Answer these questions from the post on AI peer review:
1. What share of ICLR peer reviews does the post say were fully AI-generated?
2. How many generic questions does the post say the ICLR reviews produced?
3. What two steps make up the multiple passes that the post credits to an AI with real context?

## Text excerpt
---
The ICLR finding everyone's quoting — 21% of peer reviews fully AI-generated, most of them long and low-substance — has an obvious takeaway and a real one.
Obvious: AI peer review is bad.
Real: context-starved AI peer review is bad.
An AI review is only as good as the context it's grounded in. Those ICLR reviews were a PDF pasted into a chatbot with nothing else attached. No wonder they produced 40 generic questions and caught nothing that mattered.
Here's what a chatbot in a browser tab actually works with:
— only the text you pasted, not the full manuscript, supplements, or figures
— no idea which journal you're targeting or what it requires
— no way to verify a single citation
— one pass, then done
Here's what changes when the AI has real context:
— the entire manuscript, supplementary files, and figures, not a fragment
— the specific target journal's reporting standards and author guidelines
— tens of millions of papers to cross-reference claims against, and every reference checked against real databases
— multiple passes: critique the paper, then critique the critique
A chatbot tells you the obvious things you already knew. A system with context tells you what you missed — the citation that doesn't actually support your claim, the test your target journal requires, the closely related paper you forgot to cite.
The problem at ICLR was never that AI reviewed. It's that the AI was reviewing blind.
Context is the whole game.
---
[Dataset entries]
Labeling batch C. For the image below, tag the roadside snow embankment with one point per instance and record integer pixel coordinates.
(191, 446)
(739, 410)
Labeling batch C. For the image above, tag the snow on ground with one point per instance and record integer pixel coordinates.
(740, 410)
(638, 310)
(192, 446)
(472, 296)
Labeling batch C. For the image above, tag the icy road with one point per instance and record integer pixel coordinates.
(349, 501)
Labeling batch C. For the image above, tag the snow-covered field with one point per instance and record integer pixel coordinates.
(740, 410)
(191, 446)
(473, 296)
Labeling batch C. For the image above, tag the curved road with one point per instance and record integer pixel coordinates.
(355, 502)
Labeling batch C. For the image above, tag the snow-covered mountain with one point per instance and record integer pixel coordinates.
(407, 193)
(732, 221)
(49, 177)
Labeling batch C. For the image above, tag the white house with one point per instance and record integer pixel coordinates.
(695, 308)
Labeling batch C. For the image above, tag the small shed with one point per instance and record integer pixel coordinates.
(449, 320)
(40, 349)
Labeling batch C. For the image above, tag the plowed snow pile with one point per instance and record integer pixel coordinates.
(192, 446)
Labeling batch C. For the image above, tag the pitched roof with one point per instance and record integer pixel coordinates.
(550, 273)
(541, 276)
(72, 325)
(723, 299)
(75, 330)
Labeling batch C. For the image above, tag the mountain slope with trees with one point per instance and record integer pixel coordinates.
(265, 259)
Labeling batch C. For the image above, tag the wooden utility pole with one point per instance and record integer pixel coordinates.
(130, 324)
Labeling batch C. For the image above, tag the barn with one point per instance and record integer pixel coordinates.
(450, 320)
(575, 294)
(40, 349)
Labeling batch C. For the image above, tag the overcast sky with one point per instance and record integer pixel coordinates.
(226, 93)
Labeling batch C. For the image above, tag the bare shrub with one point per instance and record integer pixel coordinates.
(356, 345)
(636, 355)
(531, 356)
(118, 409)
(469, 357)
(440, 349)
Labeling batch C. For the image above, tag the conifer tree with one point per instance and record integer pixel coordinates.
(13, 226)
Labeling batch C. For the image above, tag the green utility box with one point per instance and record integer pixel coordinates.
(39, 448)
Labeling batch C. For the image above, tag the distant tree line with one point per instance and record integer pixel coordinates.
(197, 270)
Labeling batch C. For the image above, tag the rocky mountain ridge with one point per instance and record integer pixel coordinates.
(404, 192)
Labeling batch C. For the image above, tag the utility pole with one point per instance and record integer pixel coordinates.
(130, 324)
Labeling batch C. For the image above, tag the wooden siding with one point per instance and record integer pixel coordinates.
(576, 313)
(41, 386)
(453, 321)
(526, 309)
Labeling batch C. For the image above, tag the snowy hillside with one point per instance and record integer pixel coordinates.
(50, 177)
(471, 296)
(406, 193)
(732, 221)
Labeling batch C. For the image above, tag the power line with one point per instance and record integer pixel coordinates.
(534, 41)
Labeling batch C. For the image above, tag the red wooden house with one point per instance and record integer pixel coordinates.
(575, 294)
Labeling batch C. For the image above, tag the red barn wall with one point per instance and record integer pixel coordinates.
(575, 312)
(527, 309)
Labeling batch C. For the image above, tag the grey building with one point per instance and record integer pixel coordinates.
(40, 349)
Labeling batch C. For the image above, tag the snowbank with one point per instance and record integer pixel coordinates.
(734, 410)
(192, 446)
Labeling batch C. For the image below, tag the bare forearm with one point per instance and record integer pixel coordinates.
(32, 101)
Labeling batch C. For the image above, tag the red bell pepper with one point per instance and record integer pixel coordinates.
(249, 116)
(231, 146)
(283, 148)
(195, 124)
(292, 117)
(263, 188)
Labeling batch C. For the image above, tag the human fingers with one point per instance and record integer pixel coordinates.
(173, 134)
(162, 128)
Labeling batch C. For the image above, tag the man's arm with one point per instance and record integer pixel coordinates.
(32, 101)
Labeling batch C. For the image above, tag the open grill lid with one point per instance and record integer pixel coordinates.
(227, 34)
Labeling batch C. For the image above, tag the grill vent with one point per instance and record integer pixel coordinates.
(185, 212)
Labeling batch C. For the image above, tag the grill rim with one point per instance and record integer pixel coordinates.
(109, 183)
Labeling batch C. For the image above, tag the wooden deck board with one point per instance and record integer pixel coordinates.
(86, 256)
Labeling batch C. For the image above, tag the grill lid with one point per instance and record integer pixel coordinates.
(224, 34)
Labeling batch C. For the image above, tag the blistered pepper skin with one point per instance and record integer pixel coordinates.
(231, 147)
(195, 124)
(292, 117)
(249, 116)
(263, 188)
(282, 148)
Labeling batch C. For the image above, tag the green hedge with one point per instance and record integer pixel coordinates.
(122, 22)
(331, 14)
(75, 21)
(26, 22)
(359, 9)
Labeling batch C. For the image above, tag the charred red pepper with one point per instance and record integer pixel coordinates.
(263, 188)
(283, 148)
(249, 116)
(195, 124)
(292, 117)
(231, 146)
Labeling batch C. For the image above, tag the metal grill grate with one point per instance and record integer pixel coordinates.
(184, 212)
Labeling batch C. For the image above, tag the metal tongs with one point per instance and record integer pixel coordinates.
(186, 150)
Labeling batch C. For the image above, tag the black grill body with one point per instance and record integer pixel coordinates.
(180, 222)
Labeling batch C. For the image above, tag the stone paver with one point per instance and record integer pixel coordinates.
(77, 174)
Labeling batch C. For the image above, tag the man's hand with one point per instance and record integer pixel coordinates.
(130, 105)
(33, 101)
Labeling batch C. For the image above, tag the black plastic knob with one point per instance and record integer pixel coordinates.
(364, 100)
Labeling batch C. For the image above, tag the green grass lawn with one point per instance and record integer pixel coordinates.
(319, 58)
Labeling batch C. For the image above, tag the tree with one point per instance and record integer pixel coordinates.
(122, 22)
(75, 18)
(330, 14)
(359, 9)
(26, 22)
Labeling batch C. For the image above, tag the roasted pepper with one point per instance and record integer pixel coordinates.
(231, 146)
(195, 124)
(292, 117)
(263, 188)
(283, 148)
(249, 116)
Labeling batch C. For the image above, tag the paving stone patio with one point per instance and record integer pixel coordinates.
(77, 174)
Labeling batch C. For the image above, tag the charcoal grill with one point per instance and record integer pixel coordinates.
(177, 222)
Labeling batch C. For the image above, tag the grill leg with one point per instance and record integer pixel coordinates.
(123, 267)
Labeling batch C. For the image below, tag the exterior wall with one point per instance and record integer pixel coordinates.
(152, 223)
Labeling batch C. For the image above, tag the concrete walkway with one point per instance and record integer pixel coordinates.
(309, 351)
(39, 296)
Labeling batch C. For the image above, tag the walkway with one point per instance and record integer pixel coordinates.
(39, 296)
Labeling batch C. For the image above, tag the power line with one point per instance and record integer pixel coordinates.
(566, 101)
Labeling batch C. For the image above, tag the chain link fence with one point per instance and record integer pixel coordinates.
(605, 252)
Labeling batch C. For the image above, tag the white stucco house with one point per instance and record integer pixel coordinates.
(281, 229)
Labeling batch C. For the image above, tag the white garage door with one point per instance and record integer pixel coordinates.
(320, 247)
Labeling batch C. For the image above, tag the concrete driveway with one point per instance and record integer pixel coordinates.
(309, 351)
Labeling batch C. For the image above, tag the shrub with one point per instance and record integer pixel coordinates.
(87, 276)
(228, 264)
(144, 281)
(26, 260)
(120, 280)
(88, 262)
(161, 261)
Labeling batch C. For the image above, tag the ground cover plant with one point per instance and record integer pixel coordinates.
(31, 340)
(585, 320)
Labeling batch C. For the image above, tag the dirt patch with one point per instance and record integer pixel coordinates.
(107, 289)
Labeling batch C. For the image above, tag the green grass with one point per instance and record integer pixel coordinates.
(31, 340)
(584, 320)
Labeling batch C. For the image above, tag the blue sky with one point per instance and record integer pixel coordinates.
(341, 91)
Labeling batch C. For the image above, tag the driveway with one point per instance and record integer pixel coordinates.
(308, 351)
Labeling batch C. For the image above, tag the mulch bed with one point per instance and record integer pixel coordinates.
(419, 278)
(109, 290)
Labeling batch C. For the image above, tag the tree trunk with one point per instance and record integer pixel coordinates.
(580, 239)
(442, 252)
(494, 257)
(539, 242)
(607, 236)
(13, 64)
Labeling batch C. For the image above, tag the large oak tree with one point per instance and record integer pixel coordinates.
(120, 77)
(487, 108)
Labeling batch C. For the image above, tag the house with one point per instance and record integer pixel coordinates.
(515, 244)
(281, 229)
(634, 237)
---
## Finished exercise
1. 21%
2. 40
3. Critique the paper, then critique the critique.